** START SOURCE EXTRACT **

If I can be deceptive and duplicitous and get them under the gospel, the Lord may get them. But what are you saying about your gospel? It doesn't produce honesty and integrity in those who believe it. So you're denying the gospel by the manner in which you got someone under the gospel.
That's what bothers me with these approaches where people say, well, you just come up to the door and say, we're just here to take a religious survey. Well, no, they're not there to take a religious survey. They're there to get the gospel to them. Now, if all you're going to do is take the survey and stop, fine.
But that's the segue into being able to directly address them with the gospel. Well, there's an element if you say, all I'm here to do, I don't want to give you anything. I don't want to sell you anything. I just want to take the survey.
Well, are you really being honest? That's kind of a tongue-in-cheek. If you say, well, I'm here to take a survey with a view to hopefully engaging you in conversation on a matter that's very dear to me, to my heart, now you've been honest. You don't need to tell the whole nine yards on the front end, but at least be honest that when you get to where you hope to get, they say, oh, this is what they meant about the thing that's most important.
At least they know you're an honest, quote, Christian. Not a dishonest Christian. So that in this area, God has wonderfully blessed these efforts. We have made them at times past.
Some of our sister churches do them quite regularly. I've been privileged to speak at a number of places like this where people have worked for weeks to get businessmen out at a news conference in the meantime for an evangelistic luncheon and preach to large groups of unconverted people in that type of setting. Well, here's a specific suggestion of an extraordinary or special activity calculated to bring people under the sound of the gospel preached by someone who has a proven ability to preach it. Secondly, a concentrated church-wide effort to distribute good evangelistic literature.
If we were to gauge the usefulness of this kind of an enterprise by its fruit, we'd say it isn't worth it. But who are we to judge? Cast thy bread upon the waters. Thou shalt find it not many days hence.
He that sows sparingly shall reap sparingly. And we have done this in past years. It's time that we do it again. We've blanketed this whole area with literature that both says something about the church and gives an invitation to the church and with a good pointed gospel presentation and we've not seen quote any of this in the past but we have seen quote any fruit.

** END SOURCE EXTRACT **
** START DATA SUPPLIED **

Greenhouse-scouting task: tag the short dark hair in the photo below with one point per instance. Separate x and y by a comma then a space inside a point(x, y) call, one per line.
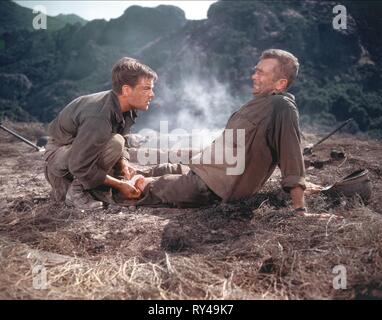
point(288, 63)
point(129, 71)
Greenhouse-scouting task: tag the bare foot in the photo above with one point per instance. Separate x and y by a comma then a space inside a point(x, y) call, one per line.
point(141, 182)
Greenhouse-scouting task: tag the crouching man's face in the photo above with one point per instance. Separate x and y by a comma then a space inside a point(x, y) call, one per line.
point(140, 96)
point(266, 78)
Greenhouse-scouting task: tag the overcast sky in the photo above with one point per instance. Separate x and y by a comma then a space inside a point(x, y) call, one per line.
point(90, 10)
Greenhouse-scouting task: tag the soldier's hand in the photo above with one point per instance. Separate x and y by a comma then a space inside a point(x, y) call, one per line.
point(129, 192)
point(126, 171)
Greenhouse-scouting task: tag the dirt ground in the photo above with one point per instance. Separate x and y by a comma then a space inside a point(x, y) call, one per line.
point(253, 249)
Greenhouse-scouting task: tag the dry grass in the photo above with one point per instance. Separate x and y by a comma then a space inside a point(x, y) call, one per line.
point(253, 249)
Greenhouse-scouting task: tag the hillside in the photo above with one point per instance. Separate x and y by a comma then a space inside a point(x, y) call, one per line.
point(204, 66)
point(255, 249)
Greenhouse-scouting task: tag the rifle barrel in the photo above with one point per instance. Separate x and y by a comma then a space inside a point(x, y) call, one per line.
point(21, 138)
point(333, 132)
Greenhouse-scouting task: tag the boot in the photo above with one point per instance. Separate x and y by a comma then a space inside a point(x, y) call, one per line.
point(81, 199)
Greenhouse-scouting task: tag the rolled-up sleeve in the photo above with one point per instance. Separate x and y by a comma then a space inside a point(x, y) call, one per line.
point(92, 136)
point(288, 146)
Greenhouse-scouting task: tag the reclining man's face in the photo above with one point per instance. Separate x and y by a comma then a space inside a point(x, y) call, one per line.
point(264, 77)
point(139, 97)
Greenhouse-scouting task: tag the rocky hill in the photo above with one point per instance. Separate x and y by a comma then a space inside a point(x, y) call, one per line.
point(204, 66)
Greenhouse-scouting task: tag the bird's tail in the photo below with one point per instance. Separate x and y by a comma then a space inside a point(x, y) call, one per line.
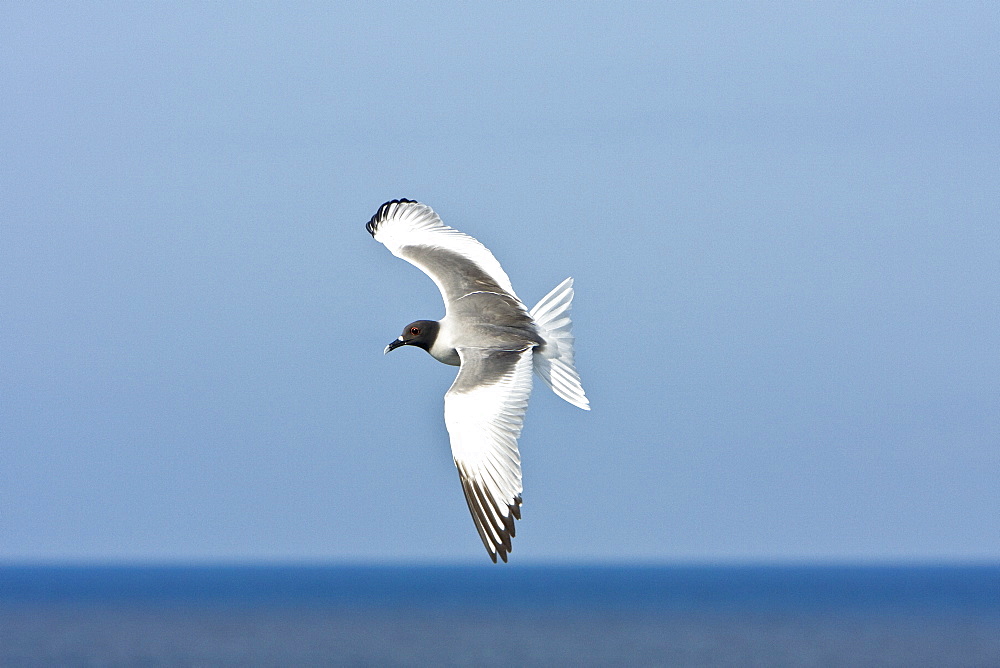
point(553, 362)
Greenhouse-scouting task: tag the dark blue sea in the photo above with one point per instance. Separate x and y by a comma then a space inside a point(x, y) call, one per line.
point(499, 615)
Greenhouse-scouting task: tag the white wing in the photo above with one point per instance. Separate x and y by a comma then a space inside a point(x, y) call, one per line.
point(484, 412)
point(456, 262)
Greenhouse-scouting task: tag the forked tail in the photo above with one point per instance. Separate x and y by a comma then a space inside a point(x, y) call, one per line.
point(553, 362)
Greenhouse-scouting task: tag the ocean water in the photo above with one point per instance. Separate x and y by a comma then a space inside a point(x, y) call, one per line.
point(492, 615)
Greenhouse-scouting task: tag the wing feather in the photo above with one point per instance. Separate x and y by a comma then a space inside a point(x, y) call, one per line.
point(457, 263)
point(484, 421)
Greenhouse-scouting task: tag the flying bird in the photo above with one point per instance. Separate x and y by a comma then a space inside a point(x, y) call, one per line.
point(497, 343)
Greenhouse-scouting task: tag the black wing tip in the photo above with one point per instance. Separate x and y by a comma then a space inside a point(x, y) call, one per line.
point(383, 213)
point(477, 501)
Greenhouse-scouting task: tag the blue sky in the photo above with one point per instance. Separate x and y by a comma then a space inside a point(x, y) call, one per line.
point(782, 219)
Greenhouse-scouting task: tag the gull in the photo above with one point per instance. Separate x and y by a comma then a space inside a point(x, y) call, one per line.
point(497, 343)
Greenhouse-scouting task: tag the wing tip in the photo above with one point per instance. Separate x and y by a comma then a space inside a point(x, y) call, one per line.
point(496, 539)
point(384, 212)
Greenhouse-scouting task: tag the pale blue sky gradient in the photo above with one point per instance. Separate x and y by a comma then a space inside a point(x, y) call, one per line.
point(783, 220)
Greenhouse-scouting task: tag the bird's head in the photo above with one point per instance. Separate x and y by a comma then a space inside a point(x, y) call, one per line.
point(421, 334)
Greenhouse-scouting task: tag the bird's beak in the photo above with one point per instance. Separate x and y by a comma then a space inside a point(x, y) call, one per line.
point(392, 346)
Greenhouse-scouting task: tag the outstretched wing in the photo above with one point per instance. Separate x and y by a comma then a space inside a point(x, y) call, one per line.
point(484, 412)
point(456, 262)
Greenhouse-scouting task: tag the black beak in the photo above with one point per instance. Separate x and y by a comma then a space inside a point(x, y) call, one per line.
point(392, 346)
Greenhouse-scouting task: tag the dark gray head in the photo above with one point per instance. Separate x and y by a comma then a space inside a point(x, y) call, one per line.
point(421, 334)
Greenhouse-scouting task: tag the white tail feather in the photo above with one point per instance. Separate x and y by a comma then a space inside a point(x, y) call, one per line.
point(553, 362)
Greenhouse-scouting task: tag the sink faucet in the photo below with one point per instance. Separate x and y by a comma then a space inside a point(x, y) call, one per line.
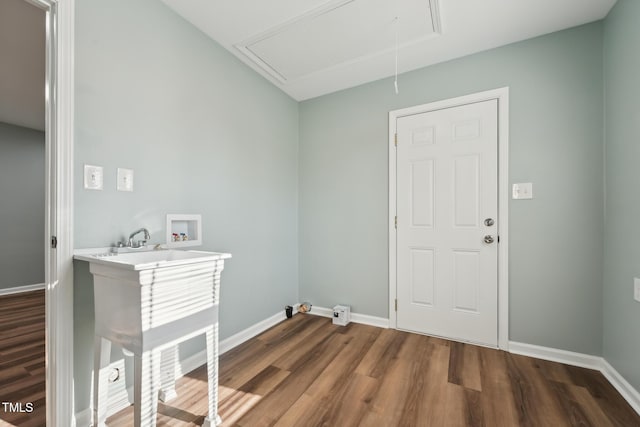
point(138, 243)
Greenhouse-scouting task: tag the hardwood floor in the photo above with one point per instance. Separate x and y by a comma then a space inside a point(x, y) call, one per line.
point(306, 371)
point(22, 356)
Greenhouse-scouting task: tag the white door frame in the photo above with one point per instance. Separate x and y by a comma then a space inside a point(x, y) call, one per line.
point(59, 210)
point(502, 95)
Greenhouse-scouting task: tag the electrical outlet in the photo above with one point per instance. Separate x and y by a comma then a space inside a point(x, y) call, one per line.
point(125, 179)
point(93, 177)
point(522, 191)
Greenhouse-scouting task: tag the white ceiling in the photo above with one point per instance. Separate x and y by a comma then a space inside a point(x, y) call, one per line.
point(22, 62)
point(313, 47)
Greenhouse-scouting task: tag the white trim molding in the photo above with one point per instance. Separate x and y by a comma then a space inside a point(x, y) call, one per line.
point(365, 319)
point(502, 95)
point(21, 289)
point(59, 210)
point(628, 392)
point(252, 331)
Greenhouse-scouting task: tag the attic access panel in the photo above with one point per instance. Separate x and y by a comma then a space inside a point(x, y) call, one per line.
point(340, 32)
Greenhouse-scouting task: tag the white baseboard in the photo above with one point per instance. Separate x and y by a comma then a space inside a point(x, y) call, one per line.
point(365, 319)
point(628, 392)
point(556, 355)
point(252, 331)
point(20, 289)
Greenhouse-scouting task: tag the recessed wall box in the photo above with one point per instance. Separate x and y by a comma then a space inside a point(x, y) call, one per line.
point(184, 230)
point(341, 315)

** END DATA SUPPLIED **

§ **SET PROBLEM 1**:
Could you rewrite the rows, labeling requests included, beginning at the first row and stopping after the line that contains "point(129, 71)", and offset every point coordinate in the answers by 73? Leave the pictures out.
§ **SET PROBLEM 2**:
How would the sermon excerpt on honest evangelism carry on past its last sentence?
The rows bear no relation to the sermon excerpt.

§ **RIGHT ANSWER 1**:
Greenhouse-scouting task: tag the short dark hair in the photo below with one point per instance. Separate x and y by a comma then a space inside a point(x, y) call, one per line.
point(361, 136)
point(202, 144)

§ **RIGHT ANSWER 2**:
But who are we to measure that fruit? How much has that salt kept back people from believing well, you know, nobody believes anything anymore. How many people may have read that and it at least causes them to know there's still people that believe the quote old-fashioned truths. I mean, we are not the ones to measure the benefit and the fruit of anything.
And if nothing else, this does something for your own people to be light and to be salt. Thirdly, a concentrated church-wide effort to enroll people in a short-term home Bible study. You all know if you follow the prayer letters from the Philippines how Bible studies in business establishments in office buildings have been one of the most useful evangelistic tools in the Philippines. Now, in some places home Bible studies.
We know some of our sister churches have done great reaping. We've made some efforts here but they've come to naught. One of our families a couple of summers ago pounded the streets up and down their neighborhood and we had someone prepared to lead them in a three successive I think Friday nights it was and they ended up one person came one night I think a Jehovah's Witness and didn't show up anymore and the whole thing fizzled. They just could not drum up any interest.
And so these are things that we must sometimes try and experiment and if they come to naught recognize it and then say Lord, help us to see if there's another thing to reaching people in our particular setting. An ongoing program of house to house visitation. Again, as I speak to our brethren and our experience in the past in this very little fruit from it. Not no fruit but very little and systematic going out in concentric circles from the place where God puts you geographically but this is certainly as Biblical warrant Paul could say that he taught and preached publicly and from house to house.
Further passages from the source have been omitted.